Problem set>
(1) In the blender testing passage, how precisely was each ingredient measured?
(2) Translate this sentence from the blender testing passage into Spanish: "During testing, I paid attention to how loud each device was, as well as how easy it was to operate."
(3) Duplicate everything in the blender testing passage from "If buying a" down to "be stored elsewhere.".

Extract to read>
+-------+

If buying a Vitamix is a sure bet, navigating the variety of models available can be overwhelming. So I ran each blender through the same series of tests (with the exception of the ONE and the Immersion Blender, both of which I’ll explain below), from making smoothies and processing nut butter to turning raw ingredients into hot soup. Each ingredient used was weighed to the gram to help eliminate variables, and the results were sampled by blind taste test with a focus on consistency and texture. During testing, I paid attention to how loud each device was, as well as how easy it was to operate. Finally, I looked at whether the fully assembled blender fit on the counter, under the cabinets, or whether it would have to be stored elsewhere.

+-------+

Data section>
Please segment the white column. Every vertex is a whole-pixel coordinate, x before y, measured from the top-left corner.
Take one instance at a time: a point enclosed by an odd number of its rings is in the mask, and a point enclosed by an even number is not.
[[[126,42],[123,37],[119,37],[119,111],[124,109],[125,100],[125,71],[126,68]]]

+-------+

Answers to the problems>
(1) Each ingredient was weighed to the gram.

(2) Durante las pruebas, presté atención a lo ruidoso que era cada aparato, así como a lo fácil que era de usar.

(3)
If buying a Vitamix is a sure bet, navigating the variety of models available can be overwhelming. So I ran each blender through the same series of tests (with the exception of the ONE and the Immersion Blender, both of which I’ll explain below), from making smoothies and processing nut butter to turning raw ingredients into hot soup. Each ingredient used was weighed to the gram to help eliminate variables, and the results were sampled by blind taste test with a focus on consistency and texture. During testing, I paid attention to how loud each device was, as well as how easy it was to operate. Finally, I looked at whether the fully assembled blender fit on the counter, under the cabinets, or whether it would have to be stored elsewhere.